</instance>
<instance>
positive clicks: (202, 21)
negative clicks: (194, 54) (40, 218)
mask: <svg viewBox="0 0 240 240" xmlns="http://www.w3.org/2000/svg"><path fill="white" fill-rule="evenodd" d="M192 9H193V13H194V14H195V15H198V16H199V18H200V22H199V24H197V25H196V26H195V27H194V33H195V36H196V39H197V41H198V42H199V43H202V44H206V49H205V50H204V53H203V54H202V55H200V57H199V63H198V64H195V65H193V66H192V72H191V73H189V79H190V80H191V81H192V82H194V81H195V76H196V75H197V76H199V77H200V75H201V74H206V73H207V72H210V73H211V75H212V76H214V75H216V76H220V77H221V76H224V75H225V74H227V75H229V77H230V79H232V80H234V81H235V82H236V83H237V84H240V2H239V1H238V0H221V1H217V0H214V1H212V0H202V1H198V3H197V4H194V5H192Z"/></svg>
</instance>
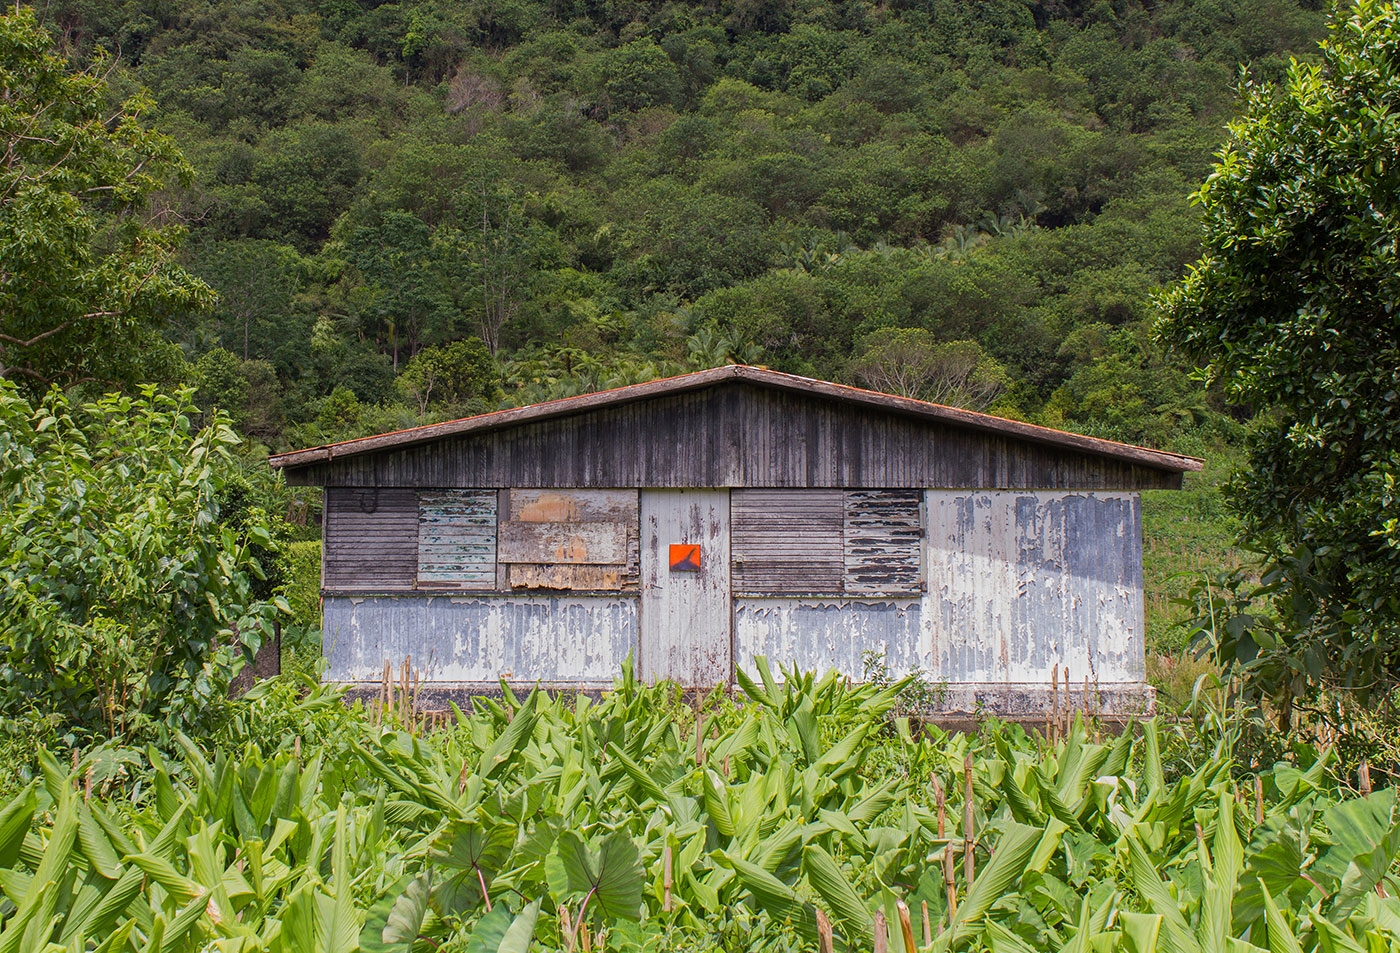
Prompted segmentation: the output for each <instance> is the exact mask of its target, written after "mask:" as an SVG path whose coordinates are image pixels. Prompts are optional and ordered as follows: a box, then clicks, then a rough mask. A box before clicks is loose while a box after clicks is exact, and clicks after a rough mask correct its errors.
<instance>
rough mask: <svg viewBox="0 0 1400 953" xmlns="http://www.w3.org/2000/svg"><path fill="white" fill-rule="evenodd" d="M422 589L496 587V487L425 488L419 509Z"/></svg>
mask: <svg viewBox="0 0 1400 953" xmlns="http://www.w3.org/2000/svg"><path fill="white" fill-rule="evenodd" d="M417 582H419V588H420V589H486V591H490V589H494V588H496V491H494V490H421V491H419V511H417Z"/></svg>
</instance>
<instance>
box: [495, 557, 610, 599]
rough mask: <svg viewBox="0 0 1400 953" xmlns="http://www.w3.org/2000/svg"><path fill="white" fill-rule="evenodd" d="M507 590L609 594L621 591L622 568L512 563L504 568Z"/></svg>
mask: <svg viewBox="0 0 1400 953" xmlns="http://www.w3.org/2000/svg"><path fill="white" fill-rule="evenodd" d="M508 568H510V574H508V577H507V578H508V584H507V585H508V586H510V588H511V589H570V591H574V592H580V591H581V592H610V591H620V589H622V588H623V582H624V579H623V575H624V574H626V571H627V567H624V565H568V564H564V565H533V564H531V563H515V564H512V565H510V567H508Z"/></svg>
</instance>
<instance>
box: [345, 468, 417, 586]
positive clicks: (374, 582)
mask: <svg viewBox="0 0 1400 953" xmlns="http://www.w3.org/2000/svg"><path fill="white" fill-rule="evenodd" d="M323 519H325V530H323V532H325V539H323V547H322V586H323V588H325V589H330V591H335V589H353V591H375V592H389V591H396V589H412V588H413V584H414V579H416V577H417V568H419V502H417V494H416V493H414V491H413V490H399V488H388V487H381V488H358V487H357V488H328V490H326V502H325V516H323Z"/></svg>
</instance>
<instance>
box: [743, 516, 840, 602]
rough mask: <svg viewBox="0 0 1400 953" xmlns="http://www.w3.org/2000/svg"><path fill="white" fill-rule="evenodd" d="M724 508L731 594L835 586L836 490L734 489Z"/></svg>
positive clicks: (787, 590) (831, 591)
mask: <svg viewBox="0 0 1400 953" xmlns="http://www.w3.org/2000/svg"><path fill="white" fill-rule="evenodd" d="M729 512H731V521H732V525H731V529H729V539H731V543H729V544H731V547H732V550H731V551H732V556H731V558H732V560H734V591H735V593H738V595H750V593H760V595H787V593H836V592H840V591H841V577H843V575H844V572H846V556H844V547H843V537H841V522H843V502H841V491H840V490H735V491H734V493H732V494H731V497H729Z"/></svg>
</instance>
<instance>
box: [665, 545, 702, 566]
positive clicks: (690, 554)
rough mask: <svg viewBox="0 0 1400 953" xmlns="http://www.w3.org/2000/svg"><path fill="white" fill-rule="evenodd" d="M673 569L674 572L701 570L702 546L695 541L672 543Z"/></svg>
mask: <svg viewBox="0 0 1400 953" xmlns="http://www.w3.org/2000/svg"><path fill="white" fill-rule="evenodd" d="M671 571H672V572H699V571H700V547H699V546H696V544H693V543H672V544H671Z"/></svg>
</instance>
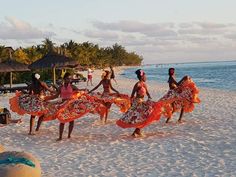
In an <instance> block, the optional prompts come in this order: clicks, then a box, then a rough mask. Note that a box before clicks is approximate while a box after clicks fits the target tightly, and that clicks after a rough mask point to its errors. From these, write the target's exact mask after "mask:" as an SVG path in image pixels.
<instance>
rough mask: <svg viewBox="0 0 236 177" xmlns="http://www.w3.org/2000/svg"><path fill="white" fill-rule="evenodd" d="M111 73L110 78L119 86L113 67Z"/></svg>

○ ○ ○ ○ ○

> _EXERCISE OBJECTIVE_:
In your copy, restate the data above word for word but leave out any picture.

> _WRITTEN REPLY_:
</instance>
<instance>
positive clicks: (202, 21)
negative clicks: (194, 54) (40, 218)
mask: <svg viewBox="0 0 240 240" xmlns="http://www.w3.org/2000/svg"><path fill="white" fill-rule="evenodd" d="M192 9H193V13H194V14H195V15H198V16H199V18H200V22H199V24H197V25H196V26H195V27H194V33H195V36H196V39H197V41H198V42H199V43H202V44H206V49H205V50H204V53H203V54H202V55H200V57H199V63H198V64H195V65H193V66H192V72H191V73H189V79H190V80H191V81H192V82H194V81H195V76H196V75H197V76H199V77H200V75H201V74H206V73H207V72H210V73H211V75H212V76H214V75H216V76H220V77H221V76H224V75H225V74H227V75H229V77H230V79H232V80H234V81H235V82H236V83H237V84H240V2H239V1H238V0H221V1H217V0H214V1H212V0H202V1H198V3H197V4H194V5H192Z"/></svg>
</instance>
Prompted segmentation: the output for each <instance> is the exact mask of its target, written after "mask:" as an SVG path whose coordinates are image pixels. Prompts are optional and ordered as follows: a box, then clicks, then a rough mask. A box before clicks is loose while a box after clicks is exact, and clicks after a rough mask correct its errors.
<instance>
rough mask: <svg viewBox="0 0 1400 953" xmlns="http://www.w3.org/2000/svg"><path fill="white" fill-rule="evenodd" d="M422 589L496 587V487L425 488L419 509Z"/></svg>
mask: <svg viewBox="0 0 1400 953" xmlns="http://www.w3.org/2000/svg"><path fill="white" fill-rule="evenodd" d="M417 582H419V588H420V589H486V591H490V589H494V588H496V491H494V490H421V491H419V511H417Z"/></svg>
</instance>
<instance>
box: [495, 557, 610, 599]
rough mask: <svg viewBox="0 0 1400 953" xmlns="http://www.w3.org/2000/svg"><path fill="white" fill-rule="evenodd" d="M507 590L609 594L621 591L622 568L512 563L504 568Z"/></svg>
mask: <svg viewBox="0 0 1400 953" xmlns="http://www.w3.org/2000/svg"><path fill="white" fill-rule="evenodd" d="M508 568H510V574H508V577H507V578H508V584H507V585H508V586H510V588H511V589H570V591H574V592H580V591H581V592H610V591H620V589H622V588H623V582H624V579H623V575H624V574H626V571H627V567H624V565H568V564H564V565H533V564H531V563H515V564H512V565H510V567H508Z"/></svg>
</instance>
<instance>
box: [345, 468, 417, 586]
positive clicks: (374, 582)
mask: <svg viewBox="0 0 1400 953" xmlns="http://www.w3.org/2000/svg"><path fill="white" fill-rule="evenodd" d="M323 519H325V530H323V532H325V539H323V547H322V586H323V588H325V589H330V591H335V589H353V591H375V592H389V591H396V589H412V588H413V584H414V579H416V577H417V568H419V502H417V494H416V493H414V491H413V490H399V488H388V487H381V488H358V487H357V488H328V490H326V502H325V516H323Z"/></svg>
</instance>
<instance>
box: [743, 516, 840, 602]
rough mask: <svg viewBox="0 0 1400 953" xmlns="http://www.w3.org/2000/svg"><path fill="white" fill-rule="evenodd" d="M724 508L731 594L835 586L836 490L734 489Z"/></svg>
positive clicks: (787, 590) (831, 591)
mask: <svg viewBox="0 0 1400 953" xmlns="http://www.w3.org/2000/svg"><path fill="white" fill-rule="evenodd" d="M729 512H731V521H732V525H731V529H729V539H731V543H729V544H731V547H732V550H731V551H732V556H731V558H732V560H734V591H735V593H738V595H750V593H760V595H787V593H836V592H840V591H841V577H843V575H844V572H846V556H844V547H843V537H841V522H843V502H841V491H840V490H735V491H734V493H732V494H731V497H729Z"/></svg>
</instance>
<instance>
box: [665, 545, 702, 566]
positive clicks: (690, 554)
rough mask: <svg viewBox="0 0 1400 953" xmlns="http://www.w3.org/2000/svg"><path fill="white" fill-rule="evenodd" d="M673 569L674 572L701 570L702 546L695 541L672 543Z"/></svg>
mask: <svg viewBox="0 0 1400 953" xmlns="http://www.w3.org/2000/svg"><path fill="white" fill-rule="evenodd" d="M671 571H672V572H699V571H700V547H699V546H696V544H693V543H672V544H671Z"/></svg>
</instance>
In an <instance> block, the optional prompts come in this order: clicks, then a box, then a rough mask. Note that a box before clicks is approximate while a box after clicks fits the target tightly, and that clicks after a rough mask point to its errors. From these, write the target's exact mask after "mask:" as an SVG path in image pixels.
<instance>
rough mask: <svg viewBox="0 0 236 177" xmlns="http://www.w3.org/2000/svg"><path fill="white" fill-rule="evenodd" d="M111 73L110 78L119 86L113 67Z"/></svg>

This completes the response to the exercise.